Kutipan Teks:
Salah satu fakta hukum terpenting dalam perkara ini, ialah barang yang
dianggap melanggar perizinan dalam “Gudang Berikat” milik Penggugat, adalah
barang yang diimpor oleh pihak importir namun pihak importir telah melakuakn
kesalahan importasi dan pengiriman.
Dengan demikian yang menjadi pokok permasalahan (legal issue) terkait dengan prosedur pembekuan izin fasilitas
gudang berikat sebagaimana ketantuan Pasal 25 Ayat (1) dimaksud adalah : Apakah
untuk menentukan “bukti permulaan yang cukup”, Tergugat harus melakukan
penelitian yang mendalam?
Dimana terhadap kompleksitas isu hukum tata usaha negara demikian yang
tidak jarang terjadi dalam praktik, Majelis Hakim membuat pertimbangan serta
amar putusan yang mengandung muatan kaedah hukum bentukan praktik peradilan (best practice), sebagai berikut:
“Menimbang, bahwa berdasarkan
ketentuan Pasal 33 Peraturan Menteri Keuangan Republik Indonesia Nomor
143/PMK.04/2011 tentang Gudang Berikat, menyebutkan:
(1)
Dalam hal terdapat indikasi pelanggaran ketentuan kepabeanan dan cukai
atas pemasukan dan/atau pengeluaran barang ke dan/atau dari Gudang Berikat,
Kepala Kantor Pabean harus melakukan penelitian secara mendalam.
(2)
Dalam hal berdasarkan hasil penelitian sebagaimana dimaksud pada ayat (1)

Daftar Baris:
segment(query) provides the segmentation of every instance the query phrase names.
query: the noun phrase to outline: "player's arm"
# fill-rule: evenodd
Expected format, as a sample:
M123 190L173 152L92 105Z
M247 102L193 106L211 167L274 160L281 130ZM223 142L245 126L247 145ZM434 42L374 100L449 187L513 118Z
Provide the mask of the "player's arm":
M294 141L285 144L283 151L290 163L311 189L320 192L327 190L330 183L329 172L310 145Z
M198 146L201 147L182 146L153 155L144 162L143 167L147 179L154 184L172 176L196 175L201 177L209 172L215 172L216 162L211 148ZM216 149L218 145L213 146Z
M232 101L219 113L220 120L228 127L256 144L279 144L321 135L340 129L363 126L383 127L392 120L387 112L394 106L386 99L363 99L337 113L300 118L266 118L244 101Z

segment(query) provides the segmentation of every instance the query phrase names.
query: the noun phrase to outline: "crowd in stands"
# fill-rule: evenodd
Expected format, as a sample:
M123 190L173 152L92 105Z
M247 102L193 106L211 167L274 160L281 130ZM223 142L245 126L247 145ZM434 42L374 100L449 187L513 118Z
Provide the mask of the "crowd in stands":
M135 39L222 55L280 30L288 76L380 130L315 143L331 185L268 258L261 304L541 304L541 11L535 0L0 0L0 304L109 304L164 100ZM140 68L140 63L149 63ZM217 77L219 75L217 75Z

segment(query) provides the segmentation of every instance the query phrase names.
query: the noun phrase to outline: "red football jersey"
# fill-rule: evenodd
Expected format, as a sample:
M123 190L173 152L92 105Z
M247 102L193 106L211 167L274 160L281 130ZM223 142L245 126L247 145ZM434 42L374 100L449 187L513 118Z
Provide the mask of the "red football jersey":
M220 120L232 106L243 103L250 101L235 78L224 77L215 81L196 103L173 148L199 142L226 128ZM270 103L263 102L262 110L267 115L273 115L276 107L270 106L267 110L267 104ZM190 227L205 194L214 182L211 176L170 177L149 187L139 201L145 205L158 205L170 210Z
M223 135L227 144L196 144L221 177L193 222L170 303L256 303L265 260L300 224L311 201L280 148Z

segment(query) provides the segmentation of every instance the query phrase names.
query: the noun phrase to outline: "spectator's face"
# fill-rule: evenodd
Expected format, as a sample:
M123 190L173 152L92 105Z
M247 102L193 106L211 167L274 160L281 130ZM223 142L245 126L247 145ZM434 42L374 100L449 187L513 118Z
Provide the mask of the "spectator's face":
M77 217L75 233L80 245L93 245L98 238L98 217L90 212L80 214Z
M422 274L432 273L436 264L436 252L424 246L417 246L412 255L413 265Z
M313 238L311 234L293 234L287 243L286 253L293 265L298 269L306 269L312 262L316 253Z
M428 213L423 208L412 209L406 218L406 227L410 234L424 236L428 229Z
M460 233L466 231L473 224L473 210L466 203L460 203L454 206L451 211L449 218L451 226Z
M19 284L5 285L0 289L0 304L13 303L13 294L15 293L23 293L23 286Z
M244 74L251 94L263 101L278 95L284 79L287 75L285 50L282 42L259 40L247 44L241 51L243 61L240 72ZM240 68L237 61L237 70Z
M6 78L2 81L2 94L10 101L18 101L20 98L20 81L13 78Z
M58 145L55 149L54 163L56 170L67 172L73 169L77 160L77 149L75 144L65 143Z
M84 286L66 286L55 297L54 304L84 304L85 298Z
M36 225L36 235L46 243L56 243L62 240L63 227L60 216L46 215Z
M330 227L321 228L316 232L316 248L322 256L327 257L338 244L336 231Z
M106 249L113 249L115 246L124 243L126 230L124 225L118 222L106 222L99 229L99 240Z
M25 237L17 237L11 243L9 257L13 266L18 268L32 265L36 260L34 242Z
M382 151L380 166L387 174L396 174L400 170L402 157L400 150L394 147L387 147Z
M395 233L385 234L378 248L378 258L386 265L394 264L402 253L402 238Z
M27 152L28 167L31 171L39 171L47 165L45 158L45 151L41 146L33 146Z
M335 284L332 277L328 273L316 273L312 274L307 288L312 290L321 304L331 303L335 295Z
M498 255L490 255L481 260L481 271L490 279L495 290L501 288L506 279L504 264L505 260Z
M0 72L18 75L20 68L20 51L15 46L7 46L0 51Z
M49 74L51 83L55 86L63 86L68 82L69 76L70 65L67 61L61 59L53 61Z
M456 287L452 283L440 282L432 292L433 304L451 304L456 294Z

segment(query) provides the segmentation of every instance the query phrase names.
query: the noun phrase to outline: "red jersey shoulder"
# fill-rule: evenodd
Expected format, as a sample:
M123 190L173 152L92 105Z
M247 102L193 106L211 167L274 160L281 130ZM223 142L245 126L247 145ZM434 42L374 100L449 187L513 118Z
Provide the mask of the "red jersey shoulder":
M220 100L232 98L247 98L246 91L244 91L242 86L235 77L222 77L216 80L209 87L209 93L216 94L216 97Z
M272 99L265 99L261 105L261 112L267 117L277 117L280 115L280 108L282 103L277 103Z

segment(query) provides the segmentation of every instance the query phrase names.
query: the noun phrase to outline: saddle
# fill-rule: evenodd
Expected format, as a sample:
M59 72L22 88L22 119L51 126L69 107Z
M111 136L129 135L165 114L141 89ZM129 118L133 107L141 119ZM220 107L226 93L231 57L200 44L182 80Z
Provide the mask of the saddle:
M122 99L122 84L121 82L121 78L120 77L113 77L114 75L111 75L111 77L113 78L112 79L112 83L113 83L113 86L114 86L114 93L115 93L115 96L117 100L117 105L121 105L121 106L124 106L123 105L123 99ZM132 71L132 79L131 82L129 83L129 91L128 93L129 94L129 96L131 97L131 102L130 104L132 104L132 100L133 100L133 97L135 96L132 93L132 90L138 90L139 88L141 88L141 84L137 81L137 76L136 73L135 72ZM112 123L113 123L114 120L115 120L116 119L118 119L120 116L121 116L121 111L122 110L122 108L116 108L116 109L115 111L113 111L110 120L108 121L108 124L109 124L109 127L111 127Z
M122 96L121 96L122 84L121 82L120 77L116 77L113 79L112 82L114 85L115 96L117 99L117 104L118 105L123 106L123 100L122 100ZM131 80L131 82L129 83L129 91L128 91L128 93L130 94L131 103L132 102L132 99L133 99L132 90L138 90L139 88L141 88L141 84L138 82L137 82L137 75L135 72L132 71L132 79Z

Daftar Permintaan:
a. Salin kutipan tentang gudang berikat mulai dari "Dalam hal terdapat" hingga dan termasuk "pada ayat (1)" tanpa mengubah apa pun.
b. Berapa banyak baris dalam daftar yang memuat kata "player" dengan huruf besar dan kecil yang sama persis? Tuliskan angkanya saja.
Kutipan teks dan baris-baris data di atas tidak saling berkaitan.

Latihan Terjawab:
a.
Dalam hal terdapat indikasi pelanggaran ketentuan kepabeanan dan cukai
atas pemasukan dan/atau pengeluaran barang ke dan/atau dari Gudang Berikat,
Kepala Kantor Pabean harus melakukan penelitian secara mendalam.
(2)
Dalam hal berdasarkan hasil penelitian sebagaimana dimaksud pada ayat (1)

b. 2